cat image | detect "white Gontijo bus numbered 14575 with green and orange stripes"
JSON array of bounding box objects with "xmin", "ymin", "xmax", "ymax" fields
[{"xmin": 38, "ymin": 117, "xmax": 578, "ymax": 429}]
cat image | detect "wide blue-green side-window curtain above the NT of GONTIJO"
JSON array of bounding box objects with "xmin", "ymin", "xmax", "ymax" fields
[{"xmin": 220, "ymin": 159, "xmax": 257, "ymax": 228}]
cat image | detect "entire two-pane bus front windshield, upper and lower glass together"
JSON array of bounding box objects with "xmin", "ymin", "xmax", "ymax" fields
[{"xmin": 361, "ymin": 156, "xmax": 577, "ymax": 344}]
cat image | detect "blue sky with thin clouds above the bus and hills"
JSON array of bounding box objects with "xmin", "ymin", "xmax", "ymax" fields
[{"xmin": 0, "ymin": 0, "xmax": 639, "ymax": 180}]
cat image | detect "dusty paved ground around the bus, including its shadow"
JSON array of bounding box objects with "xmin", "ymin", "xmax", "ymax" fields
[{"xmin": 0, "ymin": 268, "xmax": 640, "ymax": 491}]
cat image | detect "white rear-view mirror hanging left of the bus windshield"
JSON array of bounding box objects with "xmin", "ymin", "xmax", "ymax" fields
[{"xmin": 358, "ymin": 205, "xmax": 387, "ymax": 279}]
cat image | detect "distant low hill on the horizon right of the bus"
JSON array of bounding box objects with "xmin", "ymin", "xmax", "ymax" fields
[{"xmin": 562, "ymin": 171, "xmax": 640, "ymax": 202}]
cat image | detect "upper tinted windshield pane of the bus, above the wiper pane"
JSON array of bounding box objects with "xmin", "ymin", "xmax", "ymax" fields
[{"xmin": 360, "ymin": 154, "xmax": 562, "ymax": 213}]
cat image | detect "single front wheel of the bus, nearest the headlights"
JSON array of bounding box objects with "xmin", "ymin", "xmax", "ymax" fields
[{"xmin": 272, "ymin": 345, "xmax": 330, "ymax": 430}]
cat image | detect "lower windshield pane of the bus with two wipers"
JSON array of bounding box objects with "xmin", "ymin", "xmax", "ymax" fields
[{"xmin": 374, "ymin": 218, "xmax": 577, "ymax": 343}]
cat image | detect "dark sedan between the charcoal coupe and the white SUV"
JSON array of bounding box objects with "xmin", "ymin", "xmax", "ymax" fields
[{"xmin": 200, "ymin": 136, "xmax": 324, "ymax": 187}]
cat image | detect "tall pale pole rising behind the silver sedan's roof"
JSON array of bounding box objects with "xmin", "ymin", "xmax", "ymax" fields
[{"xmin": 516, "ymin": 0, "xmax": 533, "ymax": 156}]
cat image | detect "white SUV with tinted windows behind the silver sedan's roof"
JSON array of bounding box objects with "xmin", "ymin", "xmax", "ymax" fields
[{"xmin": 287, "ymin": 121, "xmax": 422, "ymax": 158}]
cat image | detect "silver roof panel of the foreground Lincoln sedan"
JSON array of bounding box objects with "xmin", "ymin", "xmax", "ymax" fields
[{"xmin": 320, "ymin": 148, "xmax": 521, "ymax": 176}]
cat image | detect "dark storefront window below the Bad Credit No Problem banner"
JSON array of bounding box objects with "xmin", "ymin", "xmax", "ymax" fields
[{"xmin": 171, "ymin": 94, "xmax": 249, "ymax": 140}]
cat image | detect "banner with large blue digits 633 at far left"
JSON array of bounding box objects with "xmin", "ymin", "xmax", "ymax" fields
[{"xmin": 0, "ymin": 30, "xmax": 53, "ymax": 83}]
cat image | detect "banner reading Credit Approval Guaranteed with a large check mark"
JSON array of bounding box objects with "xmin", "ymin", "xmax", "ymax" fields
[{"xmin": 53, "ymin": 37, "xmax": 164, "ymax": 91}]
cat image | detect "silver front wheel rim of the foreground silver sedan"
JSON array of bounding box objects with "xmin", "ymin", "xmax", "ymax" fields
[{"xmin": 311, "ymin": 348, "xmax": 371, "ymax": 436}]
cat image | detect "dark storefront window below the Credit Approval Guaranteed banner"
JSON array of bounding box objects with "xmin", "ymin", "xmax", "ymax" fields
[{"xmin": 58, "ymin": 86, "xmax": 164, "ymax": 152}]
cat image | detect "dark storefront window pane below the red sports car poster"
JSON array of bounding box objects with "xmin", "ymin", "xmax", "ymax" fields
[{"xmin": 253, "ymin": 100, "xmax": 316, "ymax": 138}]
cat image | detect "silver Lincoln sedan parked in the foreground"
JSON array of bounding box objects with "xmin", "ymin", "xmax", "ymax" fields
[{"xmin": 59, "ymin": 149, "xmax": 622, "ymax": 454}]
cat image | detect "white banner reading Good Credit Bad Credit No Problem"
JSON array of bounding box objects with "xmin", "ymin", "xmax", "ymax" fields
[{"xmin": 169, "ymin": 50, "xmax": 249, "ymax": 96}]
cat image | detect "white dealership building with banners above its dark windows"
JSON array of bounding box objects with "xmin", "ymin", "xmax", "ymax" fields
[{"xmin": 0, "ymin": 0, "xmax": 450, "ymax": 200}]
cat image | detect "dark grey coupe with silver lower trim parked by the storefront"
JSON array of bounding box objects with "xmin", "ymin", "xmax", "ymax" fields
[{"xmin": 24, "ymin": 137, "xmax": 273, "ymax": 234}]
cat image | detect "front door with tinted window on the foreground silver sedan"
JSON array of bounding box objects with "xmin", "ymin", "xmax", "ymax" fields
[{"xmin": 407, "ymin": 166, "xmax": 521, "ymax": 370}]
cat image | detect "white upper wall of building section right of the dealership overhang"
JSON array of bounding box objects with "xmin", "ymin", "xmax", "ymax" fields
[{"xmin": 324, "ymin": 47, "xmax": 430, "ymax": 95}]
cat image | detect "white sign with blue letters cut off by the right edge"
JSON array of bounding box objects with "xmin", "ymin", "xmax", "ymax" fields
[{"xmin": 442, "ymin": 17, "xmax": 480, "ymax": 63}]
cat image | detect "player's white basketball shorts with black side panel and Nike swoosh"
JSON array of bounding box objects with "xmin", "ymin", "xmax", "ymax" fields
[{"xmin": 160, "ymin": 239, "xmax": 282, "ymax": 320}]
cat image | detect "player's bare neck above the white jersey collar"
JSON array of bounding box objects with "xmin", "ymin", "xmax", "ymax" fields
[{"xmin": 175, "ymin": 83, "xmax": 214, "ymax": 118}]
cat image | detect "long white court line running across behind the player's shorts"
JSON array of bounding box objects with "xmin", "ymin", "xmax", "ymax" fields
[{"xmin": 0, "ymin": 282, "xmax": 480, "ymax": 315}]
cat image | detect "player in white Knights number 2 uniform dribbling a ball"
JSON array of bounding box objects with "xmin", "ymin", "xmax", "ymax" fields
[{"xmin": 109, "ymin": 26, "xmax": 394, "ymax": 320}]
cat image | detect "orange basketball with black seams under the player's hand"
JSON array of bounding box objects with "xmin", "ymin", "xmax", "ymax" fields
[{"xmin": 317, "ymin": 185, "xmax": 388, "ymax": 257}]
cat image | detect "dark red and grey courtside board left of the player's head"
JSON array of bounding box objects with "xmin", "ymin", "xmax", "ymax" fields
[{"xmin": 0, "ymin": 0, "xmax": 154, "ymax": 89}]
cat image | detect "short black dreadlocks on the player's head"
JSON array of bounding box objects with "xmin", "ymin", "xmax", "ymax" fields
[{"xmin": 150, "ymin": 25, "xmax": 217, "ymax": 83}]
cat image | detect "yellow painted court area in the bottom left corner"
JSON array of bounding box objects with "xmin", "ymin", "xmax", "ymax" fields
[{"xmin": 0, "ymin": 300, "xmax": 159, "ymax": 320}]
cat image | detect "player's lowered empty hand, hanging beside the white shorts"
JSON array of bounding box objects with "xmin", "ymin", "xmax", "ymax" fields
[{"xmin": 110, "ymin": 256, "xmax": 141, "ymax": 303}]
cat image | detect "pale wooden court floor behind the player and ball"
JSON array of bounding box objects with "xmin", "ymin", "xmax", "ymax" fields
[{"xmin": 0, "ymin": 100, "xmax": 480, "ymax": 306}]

--- --- ---

(What the task requires):
Retype the entries above exactly, but only from the line containing "reading Credit Approval" through the line containing "front wheel rim", both included.

(Completed task):
cat image | detect "banner reading Credit Approval Guaranteed with a large check mark"
JSON array of bounding box objects with "xmin", "ymin", "xmax", "ymax" fields
[{"xmin": 53, "ymin": 37, "xmax": 164, "ymax": 91}]
cat image | detect "silver front wheel rim of the foreground silver sedan"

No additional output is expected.